What to work on: Give the material again in full, matching it exactly.

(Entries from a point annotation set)
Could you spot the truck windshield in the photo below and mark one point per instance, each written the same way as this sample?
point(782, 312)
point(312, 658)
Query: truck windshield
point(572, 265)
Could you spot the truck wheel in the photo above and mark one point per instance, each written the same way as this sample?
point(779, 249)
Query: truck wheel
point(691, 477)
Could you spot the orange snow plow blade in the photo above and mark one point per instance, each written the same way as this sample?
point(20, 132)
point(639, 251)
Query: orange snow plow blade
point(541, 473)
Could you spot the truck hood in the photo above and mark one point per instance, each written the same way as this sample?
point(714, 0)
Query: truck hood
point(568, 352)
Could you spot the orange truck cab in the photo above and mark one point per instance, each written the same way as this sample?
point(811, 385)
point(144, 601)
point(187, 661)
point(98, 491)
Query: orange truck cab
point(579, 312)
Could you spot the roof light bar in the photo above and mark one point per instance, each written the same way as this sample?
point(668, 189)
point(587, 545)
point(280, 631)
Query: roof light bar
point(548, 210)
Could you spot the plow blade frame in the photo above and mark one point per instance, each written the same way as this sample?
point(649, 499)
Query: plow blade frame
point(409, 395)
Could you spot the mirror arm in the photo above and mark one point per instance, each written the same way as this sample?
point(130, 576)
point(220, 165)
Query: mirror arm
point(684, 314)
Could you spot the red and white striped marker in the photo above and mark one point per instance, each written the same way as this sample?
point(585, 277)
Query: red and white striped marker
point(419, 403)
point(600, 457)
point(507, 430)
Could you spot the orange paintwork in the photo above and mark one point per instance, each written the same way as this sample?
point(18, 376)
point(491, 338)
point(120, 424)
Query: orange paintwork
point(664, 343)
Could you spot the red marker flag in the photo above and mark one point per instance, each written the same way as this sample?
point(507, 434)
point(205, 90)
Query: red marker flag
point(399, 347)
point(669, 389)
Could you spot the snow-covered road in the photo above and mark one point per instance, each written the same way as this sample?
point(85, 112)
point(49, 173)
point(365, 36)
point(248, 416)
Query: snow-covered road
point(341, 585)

Result of this exercise:
Could you spot the truck windshield in the photo below and mark one point per instance, each written the same way as this sample?
point(782, 312)
point(312, 658)
Query: truck windshield
point(572, 265)
Could you spot the truck wheel in the photo above and mark one point per instance, each written the same way as this sample?
point(779, 249)
Query: truck wheel
point(691, 477)
Could you spot the orange snow plow blade in the photo above and mark one point per instance, each written the same way as this sample?
point(20, 132)
point(639, 251)
Query: orange snow plow blade
point(541, 473)
Could you spot the truck hood in the photo above and mark one point per instance, each written the same way as this sample?
point(714, 0)
Query: truck hood
point(568, 352)
Could you spot the orange truck cab in the photo above and mark one point per instance, each written the same way as this sample?
point(811, 385)
point(144, 601)
point(187, 661)
point(98, 491)
Query: orange truck cab
point(579, 312)
Could you spot the roof light bar in the photo above and mark one point per instance, each written the same way as this sample?
point(668, 189)
point(587, 545)
point(280, 631)
Query: roof light bar
point(548, 210)
Could you spot the plow blade frame in the photo above and mark one point per instance, each written the same way as this sample?
point(649, 499)
Query: plow blade frame
point(409, 395)
Could you spot the mirror arm in the photo above and mark one point per instance, each written the same way as this sample?
point(130, 576)
point(220, 165)
Query: mirror arm
point(684, 314)
Could you spot the red and white striped marker in the photo above and mark one point per instance, each written the same way as this sample?
point(585, 277)
Query: red and white striped marker
point(419, 403)
point(600, 457)
point(507, 430)
Could you spot the orange paintwork in the photo above and mark one point per instance, each written the same way as this sample?
point(18, 376)
point(491, 338)
point(120, 424)
Query: orange paintwork
point(664, 343)
Could you spot the red marker flag in the photo above and mark one point per instance, each written the same way as this sample?
point(507, 434)
point(205, 90)
Query: red marker flag
point(399, 347)
point(669, 389)
Could you spot the snow-covered road in the photo above and mark one point per instance, each written the same way as this sample?
point(85, 112)
point(49, 173)
point(365, 36)
point(248, 416)
Query: snow-covered road
point(341, 585)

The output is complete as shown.